Records excerpted from a collection:
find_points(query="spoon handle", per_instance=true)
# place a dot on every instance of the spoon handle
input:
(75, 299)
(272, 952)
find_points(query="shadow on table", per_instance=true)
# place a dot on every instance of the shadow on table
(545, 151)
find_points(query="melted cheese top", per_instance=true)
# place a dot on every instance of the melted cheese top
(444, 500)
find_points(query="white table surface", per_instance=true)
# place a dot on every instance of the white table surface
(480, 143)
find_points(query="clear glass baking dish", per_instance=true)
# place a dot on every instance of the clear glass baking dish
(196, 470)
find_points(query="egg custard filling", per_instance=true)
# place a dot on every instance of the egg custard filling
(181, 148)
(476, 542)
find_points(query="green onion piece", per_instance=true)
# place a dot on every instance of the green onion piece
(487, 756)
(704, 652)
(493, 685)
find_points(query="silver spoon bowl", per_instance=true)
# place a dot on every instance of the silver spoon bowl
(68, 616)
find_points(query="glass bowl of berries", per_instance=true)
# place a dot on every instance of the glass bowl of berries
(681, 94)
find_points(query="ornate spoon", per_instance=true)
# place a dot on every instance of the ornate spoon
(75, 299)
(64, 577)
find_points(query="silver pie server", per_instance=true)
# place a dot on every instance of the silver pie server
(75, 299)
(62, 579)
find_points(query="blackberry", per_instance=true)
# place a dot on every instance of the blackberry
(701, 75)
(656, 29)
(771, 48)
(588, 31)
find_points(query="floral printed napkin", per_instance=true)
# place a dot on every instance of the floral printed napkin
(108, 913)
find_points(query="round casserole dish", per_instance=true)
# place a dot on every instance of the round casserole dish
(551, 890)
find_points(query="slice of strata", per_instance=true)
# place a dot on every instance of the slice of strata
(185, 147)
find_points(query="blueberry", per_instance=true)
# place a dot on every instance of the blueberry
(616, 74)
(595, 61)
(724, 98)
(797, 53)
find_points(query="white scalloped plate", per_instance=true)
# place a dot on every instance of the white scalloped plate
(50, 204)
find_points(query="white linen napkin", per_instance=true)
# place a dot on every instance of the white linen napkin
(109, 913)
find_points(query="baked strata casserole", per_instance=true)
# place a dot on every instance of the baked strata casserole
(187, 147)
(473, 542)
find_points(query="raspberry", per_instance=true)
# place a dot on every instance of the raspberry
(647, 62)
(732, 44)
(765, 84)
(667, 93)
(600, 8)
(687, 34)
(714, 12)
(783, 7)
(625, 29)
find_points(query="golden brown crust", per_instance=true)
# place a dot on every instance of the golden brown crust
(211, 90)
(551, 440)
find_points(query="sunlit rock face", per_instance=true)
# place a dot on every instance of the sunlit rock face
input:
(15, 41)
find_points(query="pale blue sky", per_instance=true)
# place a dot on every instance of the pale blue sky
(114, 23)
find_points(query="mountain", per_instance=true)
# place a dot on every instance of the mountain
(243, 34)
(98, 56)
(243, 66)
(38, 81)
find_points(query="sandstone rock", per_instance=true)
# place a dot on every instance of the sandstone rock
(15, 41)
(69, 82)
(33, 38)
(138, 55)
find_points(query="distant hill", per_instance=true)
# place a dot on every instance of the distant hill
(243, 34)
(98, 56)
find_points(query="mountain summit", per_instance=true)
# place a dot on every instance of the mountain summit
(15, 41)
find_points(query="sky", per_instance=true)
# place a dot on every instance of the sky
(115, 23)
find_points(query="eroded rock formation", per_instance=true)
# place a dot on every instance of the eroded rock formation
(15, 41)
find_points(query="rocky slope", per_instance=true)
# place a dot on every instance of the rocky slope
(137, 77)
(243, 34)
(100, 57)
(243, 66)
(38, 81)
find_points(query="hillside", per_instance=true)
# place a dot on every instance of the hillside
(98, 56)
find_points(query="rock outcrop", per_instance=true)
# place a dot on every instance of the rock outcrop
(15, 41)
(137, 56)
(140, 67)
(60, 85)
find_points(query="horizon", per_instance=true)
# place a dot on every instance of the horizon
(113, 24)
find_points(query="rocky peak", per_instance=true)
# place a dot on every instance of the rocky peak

◆ **Task instructions**
Locate each line of the records above that contains the word "baked", and copy those lines. Matching is case-sensitive.

◆ **Right answer**
find_points(query="baked strata casserole", per_instance=true)
# place a dot on every instance of the baked strata casserole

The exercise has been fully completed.